• **GIVEN PASSAGE**:
As it is told, the story reminds me greatly of the traditional European fairy tale “Jack and the Beanstalk.”  I am wondering, since we are informed that the story is “retold” by the book’s author, whether or not there is any European cross-pollination in the plotline.  A way I could see using it in the classroom (especially in a Lit class) would be to find a more traditional telling of the story in Yup’ik terms and then place it next to Jack and the Beanstalk and ask the kids to compare and contrast the three, trying to answer the question of how, if at all, Jack and the Beanstalk may have influenced the retelling of this Yup’ik tale.  I think it would be an enjoyable question to answer, and could get kids thinking about the way stories can be retold in later settings and by later people.  I might even ask them to prepare a retelling of another story for me, or perhaps a retelling intentionally peppered with elements of another tale.  It could really be a lot of fun.

3 thoughts on “The Hungry Giant of the Tundra”

  1. I appreciate your honesty Ed and I definitely agree that a children’s story better be Light-Speed awesome if it’s going to capture the attention of secondary students.

    This book caught both my and Erin’s eye as well. Which is a great and necessary start (the art has to be really good).

• **LIST OF TASKS**:
**A)** In the blog post on The Hungry Giant of the Tundra, swap "secondary students" for "high schoolers" and write out the stretch that opens with "1. I appreciate" and ends after "be really good).".
**B)** Which words or phrases does the blog post on The Hungry Giant of the Tundra set inside quotation marks?
**C)** Carry on the blog discussion of The Hungry Giant of the Tundra from the end of the text.
The material after this text isn't needed.

• **MATERIAL SHOWN**:
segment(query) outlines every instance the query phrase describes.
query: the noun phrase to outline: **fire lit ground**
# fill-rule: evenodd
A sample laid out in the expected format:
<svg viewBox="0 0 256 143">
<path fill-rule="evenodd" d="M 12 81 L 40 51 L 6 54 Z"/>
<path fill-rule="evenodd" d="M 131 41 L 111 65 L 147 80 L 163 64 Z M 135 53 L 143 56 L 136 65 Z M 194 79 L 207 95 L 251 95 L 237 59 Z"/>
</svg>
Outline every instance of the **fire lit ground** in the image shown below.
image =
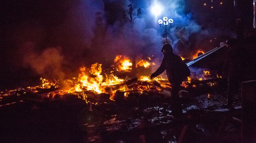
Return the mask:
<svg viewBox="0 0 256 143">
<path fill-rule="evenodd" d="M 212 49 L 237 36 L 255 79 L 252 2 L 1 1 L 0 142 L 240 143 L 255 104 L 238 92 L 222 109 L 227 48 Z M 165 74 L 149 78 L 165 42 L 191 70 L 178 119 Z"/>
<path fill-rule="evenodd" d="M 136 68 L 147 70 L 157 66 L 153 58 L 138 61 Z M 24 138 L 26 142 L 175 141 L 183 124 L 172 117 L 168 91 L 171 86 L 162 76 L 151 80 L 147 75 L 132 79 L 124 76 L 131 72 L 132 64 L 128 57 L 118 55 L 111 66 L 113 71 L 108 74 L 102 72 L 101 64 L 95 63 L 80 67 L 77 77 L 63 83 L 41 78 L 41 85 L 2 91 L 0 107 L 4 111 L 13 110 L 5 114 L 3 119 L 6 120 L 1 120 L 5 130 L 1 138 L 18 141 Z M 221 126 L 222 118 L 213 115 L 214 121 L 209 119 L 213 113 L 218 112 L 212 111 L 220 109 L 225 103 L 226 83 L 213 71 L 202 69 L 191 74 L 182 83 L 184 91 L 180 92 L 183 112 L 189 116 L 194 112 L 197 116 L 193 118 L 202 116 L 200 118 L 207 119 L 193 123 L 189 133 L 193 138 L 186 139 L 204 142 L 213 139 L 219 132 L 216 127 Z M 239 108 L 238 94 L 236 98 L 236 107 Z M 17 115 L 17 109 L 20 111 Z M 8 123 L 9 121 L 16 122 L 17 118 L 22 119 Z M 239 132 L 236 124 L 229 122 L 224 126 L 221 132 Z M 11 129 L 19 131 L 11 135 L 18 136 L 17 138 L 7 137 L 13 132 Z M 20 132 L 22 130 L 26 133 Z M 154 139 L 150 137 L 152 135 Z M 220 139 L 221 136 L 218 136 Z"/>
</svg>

• **WRITTEN RESPONSES**:
**A)**
1. I appreciate your honesty Ed and I definitely agree that a children’s story better be Light-Speed awesome if it’s going to capture the attention of high schoolers.

    This book caught both my and Erin’s eye as well. Which is a great and necessary start (the art has to be really good).

**B)**
Jack and the Beanstalk
retold
The Hungry Giant of the Tundra

**C)**
    Also, good speculation on Jack and the Bean Stalk cross-pollination (no pun intended I’m sure). I like your compare and contrast idea and your focus on the morphing of story over time.

  2. (First of all, thank you for prompting me to look up the word “pedantic.”)
    Otherwise: I like how this book titles itself as “retold be” instead of the author claiming full credit.
    It’s always interesting to think about where stories “originate.” For a long time, I believed that every modern story line stemmed from Shakespeare because that’s what an English teacher told me. (By that standard, I guess that means all other stories are “pre-literature…)

    1. I have strong doubts about your old English teacher’s claim about Shakespeare. Maybe you could say that his work reflects every modern type of categorization, according to a certain schema. But certainly not every storyline stems from him, for heaven’s sake. I mean, plot lines about not knowing who you are have been around in Western drama since at least Oedipus Rex, and stories of betrayal by family (etc.) go back at least as far as Genesis.